- EXERCISE DIRECTIONS -
Render every line of the entries below as a numbered list, omitting any blank lines.

- INFORMATION SUPPLIED -

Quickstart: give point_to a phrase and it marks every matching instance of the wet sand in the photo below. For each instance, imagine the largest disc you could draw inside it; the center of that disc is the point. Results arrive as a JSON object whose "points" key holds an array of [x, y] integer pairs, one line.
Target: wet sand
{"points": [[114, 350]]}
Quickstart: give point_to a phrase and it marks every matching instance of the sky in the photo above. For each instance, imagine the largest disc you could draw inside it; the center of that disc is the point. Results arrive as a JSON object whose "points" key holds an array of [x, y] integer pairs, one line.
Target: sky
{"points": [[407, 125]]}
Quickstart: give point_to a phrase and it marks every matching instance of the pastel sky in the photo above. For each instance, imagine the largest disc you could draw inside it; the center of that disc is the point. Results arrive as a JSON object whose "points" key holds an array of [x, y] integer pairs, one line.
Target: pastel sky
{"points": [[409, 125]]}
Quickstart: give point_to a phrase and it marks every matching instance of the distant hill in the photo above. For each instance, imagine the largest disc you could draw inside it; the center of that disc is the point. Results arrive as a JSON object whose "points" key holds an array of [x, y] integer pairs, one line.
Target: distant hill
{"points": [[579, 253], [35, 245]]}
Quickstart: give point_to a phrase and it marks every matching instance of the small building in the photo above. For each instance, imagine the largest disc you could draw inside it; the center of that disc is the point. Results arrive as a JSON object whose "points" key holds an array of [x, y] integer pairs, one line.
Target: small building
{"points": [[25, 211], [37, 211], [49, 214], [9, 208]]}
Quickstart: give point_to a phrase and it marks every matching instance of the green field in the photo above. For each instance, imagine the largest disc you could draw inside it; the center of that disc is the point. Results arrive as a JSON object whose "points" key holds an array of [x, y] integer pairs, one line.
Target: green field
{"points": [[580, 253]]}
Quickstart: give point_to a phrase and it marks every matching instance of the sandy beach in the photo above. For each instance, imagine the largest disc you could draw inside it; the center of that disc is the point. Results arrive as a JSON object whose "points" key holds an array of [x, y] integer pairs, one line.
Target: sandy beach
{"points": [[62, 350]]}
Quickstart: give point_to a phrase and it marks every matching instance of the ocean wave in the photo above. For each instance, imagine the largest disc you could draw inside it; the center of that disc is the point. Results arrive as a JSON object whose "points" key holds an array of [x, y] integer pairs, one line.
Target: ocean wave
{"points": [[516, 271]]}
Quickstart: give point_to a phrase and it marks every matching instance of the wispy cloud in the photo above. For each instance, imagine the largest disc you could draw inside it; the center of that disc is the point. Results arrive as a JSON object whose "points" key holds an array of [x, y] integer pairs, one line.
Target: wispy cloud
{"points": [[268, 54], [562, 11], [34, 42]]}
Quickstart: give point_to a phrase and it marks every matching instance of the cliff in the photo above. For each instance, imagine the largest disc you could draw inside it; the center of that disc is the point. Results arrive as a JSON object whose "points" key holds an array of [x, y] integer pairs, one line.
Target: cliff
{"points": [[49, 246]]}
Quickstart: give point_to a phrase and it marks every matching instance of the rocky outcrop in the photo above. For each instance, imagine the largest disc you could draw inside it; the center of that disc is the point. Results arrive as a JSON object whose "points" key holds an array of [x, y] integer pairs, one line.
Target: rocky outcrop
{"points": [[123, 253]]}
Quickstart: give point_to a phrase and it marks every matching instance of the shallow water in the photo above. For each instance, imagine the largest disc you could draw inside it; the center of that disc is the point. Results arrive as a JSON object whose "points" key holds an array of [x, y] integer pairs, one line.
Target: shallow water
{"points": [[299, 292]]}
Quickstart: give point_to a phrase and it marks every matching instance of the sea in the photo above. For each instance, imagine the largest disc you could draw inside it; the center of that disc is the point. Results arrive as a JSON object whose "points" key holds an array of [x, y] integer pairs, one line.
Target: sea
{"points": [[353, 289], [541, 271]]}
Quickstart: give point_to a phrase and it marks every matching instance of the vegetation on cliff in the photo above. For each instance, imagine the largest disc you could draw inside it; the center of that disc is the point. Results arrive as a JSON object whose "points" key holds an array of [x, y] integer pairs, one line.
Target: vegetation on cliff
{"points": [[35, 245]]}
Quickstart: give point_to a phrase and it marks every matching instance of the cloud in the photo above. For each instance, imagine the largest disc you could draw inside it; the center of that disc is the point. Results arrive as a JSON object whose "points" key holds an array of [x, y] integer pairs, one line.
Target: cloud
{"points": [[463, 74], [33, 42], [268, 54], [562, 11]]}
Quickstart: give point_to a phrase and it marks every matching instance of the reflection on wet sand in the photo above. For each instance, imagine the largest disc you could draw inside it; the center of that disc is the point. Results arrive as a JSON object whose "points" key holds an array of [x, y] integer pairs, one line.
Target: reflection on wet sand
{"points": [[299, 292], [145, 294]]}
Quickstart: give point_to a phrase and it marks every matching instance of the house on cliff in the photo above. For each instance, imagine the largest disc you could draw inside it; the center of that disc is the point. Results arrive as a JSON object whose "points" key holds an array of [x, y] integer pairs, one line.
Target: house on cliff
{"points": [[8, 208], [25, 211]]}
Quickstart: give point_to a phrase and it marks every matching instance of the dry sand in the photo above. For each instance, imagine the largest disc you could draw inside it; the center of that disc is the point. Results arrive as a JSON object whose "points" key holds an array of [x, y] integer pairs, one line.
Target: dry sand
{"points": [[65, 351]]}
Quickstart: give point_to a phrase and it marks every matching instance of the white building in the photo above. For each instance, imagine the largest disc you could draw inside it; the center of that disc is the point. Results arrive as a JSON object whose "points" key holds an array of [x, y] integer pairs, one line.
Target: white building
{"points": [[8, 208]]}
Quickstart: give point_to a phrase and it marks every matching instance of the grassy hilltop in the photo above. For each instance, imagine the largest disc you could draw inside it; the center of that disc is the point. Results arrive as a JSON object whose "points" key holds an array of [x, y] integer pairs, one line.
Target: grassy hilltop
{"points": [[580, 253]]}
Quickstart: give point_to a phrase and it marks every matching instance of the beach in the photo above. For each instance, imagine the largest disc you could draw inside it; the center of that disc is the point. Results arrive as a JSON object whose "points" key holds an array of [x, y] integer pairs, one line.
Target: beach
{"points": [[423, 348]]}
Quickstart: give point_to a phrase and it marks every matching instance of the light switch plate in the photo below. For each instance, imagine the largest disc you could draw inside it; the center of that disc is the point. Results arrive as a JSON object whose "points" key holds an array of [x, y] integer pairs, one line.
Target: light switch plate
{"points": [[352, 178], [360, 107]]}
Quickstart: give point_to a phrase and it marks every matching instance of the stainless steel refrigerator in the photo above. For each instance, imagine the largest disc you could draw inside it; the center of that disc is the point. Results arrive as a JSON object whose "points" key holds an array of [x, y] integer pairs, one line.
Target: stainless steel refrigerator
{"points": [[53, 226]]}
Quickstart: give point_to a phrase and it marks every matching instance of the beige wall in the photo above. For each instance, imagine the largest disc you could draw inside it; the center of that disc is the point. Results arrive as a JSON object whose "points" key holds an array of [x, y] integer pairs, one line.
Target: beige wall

- ANSWER TO THIS PROBLEM -
1. Quickstart: give point_to a phrase and it marks every matching instance of the wet sand in the photo below. For each instance, imagine the largest disc you could draw inside it; the center of that disc is the point. Results arrive as a JSON object whose "points" key holds an array of [x, y] integer pairs, one line.
2. Target: wet sand
3. {"points": [[114, 350]]}
4. Quickstart: give point_to a phrase and it marks every matching instance of the sky in the photo above. For each instance, imagine the largest disc you could draw inside it; the center of that disc is the point. Results arrive as a JSON object whose "points" key holds an array of [x, y] integer pairs, one line.
5. Target: sky
6. {"points": [[407, 125]]}
7. Quickstart: give point_to a phrase and it marks every matching instance of the pastel sky in the photo above. For each instance, imagine the largest disc you could draw inside it; the center of that disc is the point. Results arrive as a JSON object whose "points" key holds an array of [x, y] integer pairs, one line.
8. Target: pastel sky
9. {"points": [[409, 125]]}
10. Quickstart: give point_to a phrase and it marks every matching instance of the distant hill in the photo above. For each instance, imagine the largest disc you could draw inside it; the center of that disc is the point. Results arrive as a JSON object whose "points" key holds an array of [x, y] integer pairs, one line.
11. Target: distant hill
12. {"points": [[579, 253], [35, 245]]}
13. Quickstart: give point_to a phrase and it marks every matching instance of the small building in the photo above. For each instance, imagine the largest disc you could draw inside it; the center of that disc is the point. Results arrive as a JSON object whose "points" key holds an array of [x, y] integer pairs, one line.
14. Target: small building
15. {"points": [[25, 211], [37, 211], [49, 214], [9, 208]]}
16. Quickstart: give point_to a phrase and it marks every matching instance of the green field in the photo above. For each instance, imagine the largest disc you could draw inside it; the center of that disc is the point. Results arrive as a JSON object whose "points" key holds an array of [x, y] integer pairs, one line.
17. Target: green field
18. {"points": [[580, 253]]}
19. Quickstart: give point_to a phrase and it marks every matching instance of the sandy beach in the photo above. For each instance, imagine the largest disc you could draw inside it; the center of that disc is the point. Results arrive as a JSON object whose "points" key holds an array of [x, y] integer pairs, one line.
20. Target: sandy beach
21. {"points": [[62, 350]]}
22. Quickstart: give point_to a phrase and it marks every matching instance of the ocean wave in the photo above. For each instance, imagine the largest disc you could draw inside it; the center of that disc is the point. Results arrive as a JSON object whose "points" key holds an array of [x, y] integer pairs, one line.
23. Target: ocean wave
24. {"points": [[516, 271]]}
25. Quickstart: give point_to a phrase and it marks every matching instance of the wispy cloud in the photo above. For each instance, imagine the largest disc you could draw inside it; the center of that disc is the point. Results arrive as a JSON object whose "points" key holds an array of [x, y] integer pairs, one line.
26. Target: wispy cloud
27. {"points": [[268, 54], [562, 11], [34, 42]]}
28. Quickstart: give point_to a phrase and it marks every matching instance of the cliff in the photo above. For each instance, imagine the largest disc you could draw inside it; the center of that disc is the point. Results arrive as a JSON object whose "points" key holds an array of [x, y] integer pairs, one line.
29. Target: cliff
30. {"points": [[49, 246]]}
31. Quickstart: give point_to a phrase and it marks every matching instance of the rocky outcrop in the photo above. For each instance, imagine the largest disc you could draw inside it; the center of that disc is the point. Results arrive as a JSON object whose "points" key holds an array of [x, y] integer pairs, one line.
32. Target: rocky outcrop
33. {"points": [[123, 253]]}
34. Quickstart: give point_to a phrase and it marks every matching instance of the shallow water in the photo above. For each instance, imagine the largest disc you could draw inside it; the center of that disc is the point. Results arrive as a JSON object whose "points" key holds an array of [x, y] integer pairs, one line.
35. Target: shallow water
36. {"points": [[299, 292]]}
37. Quickstart: give point_to a phrase and it marks every matching instance of the sea in the photo above. For each instance, imagine the largest disc you could draw inside it; the center of that disc is the point. Results arrive as a JSON object whose "points" key holds an array of [x, y] integer pairs, one line.
38. Target: sea
39. {"points": [[353, 289], [541, 271]]}
40. Quickstart: give point_to a phrase and it marks every matching instance of the vegetation on cliff in the photo above. For each instance, imagine the largest disc you could draw inside it; the center of that disc is the point. Results arrive as a JSON object whose "points" key holds an array of [x, y] integer pairs, one line.
41. Target: vegetation on cliff
42. {"points": [[35, 245]]}
43. Quickstart: give point_to a phrase and it marks every matching instance of the cloud in the photo above. For each instance, imagine the largest disc you could draw inside it; the center of that disc is the point. Results arrive as a JSON object whose "points" key holds an array of [x, y] integer pairs, one line.
44. Target: cloud
45. {"points": [[463, 74], [33, 42], [268, 54], [562, 11]]}
46. Quickstart: give point_to a phrase and it marks every matching instance of the reflection on wet sand in the photo above. For each instance, imagine the largest disc you could draw inside it; the center of that disc is the point. Results arrive as a JSON object whose "points" key holds an array of [x, y] integer pairs, one line.
47. Target: reflection on wet sand
48. {"points": [[299, 292], [145, 294]]}
49. Quickstart: give point_to a phrase and it marks every matching instance of the house on cliff in the photo above. For each instance, imagine the largest disc you could draw inside it; the center of that disc is the point. Results arrive as a JSON object whose "points" key holds an array of [x, y] integer pairs, one line.
50. Target: house on cliff
51. {"points": [[8, 208], [25, 211]]}
52. Quickstart: give point_to a phrase and it marks every matching instance of the dry sand in the photo above. For each instance, imagine the largest disc you could draw inside it; the center of that disc is the point. Results arrive as a JSON object whose "points" key holds an array of [x, y] integer pairs, one line.
53. Target: dry sand
54. {"points": [[65, 351]]}
55. Quickstart: give point_to a phrase and it marks every matching instance of the white building in the photo above. For each instance, imagine the largest disc you could draw inside it; the center of that disc is the point. Results arrive as a JSON object whose "points" key holds an array of [x, y] integer pairs, one line.
56. Target: white building
57. {"points": [[8, 208]]}
58. Quickstart: give point_to a phrase and it marks every matching instance of the grassy hilltop in the photo above. For each instance, imagine the largest disc you could draw inside it; the center of that disc is the point. Results arrive as a JSON object whose "points" key holds an array of [x, y] integer pairs, one line.
59. Target: grassy hilltop
60. {"points": [[580, 253]]}
61. Quickstart: give point_to a phrase and it marks every matching instance of the beach in the photo above. For each instance, imagine the largest disc you could draw inside it; the center of that disc is the point. Results arrive as a JSON object whose "points" key holds an array of [x, y] integer pairs, one line.
62. Target: beach
63. {"points": [[423, 348]]}
64. Quickstart: give point_to a phrase and it marks every matching instance of the light switch plate in the photo below. For each instance, imagine the largest disc you could draw inside it; the center of that disc is the point. Results arrive as a JSON object whose "points" key holds an array of [x, y] integer pairs, one line.
65. Target: light switch plate
66. {"points": [[352, 178], [360, 107]]}
67. Quickstart: give point_to a phrase and it marks every matching instance of the stainless steel refrigerator in the photo above. For each instance, imagine the largest disc you could draw inside it; the center of that disc is the point. Results arrive as a JSON object whose "points" key holds an array of [x, y] integer pairs, one line.
68. Target: stainless steel refrigerator
69. {"points": [[53, 226]]}
70. Quickstart: give point_to a phrase and it marks every matching instance of the beige wall in the photo above. For each instance, imagine the largest disc you could draw inside it; the center of that disc is the point. Results arrive as a JSON object whose "points" key holds an array of [x, y] integer pairs, one line.
71. Target: beige wall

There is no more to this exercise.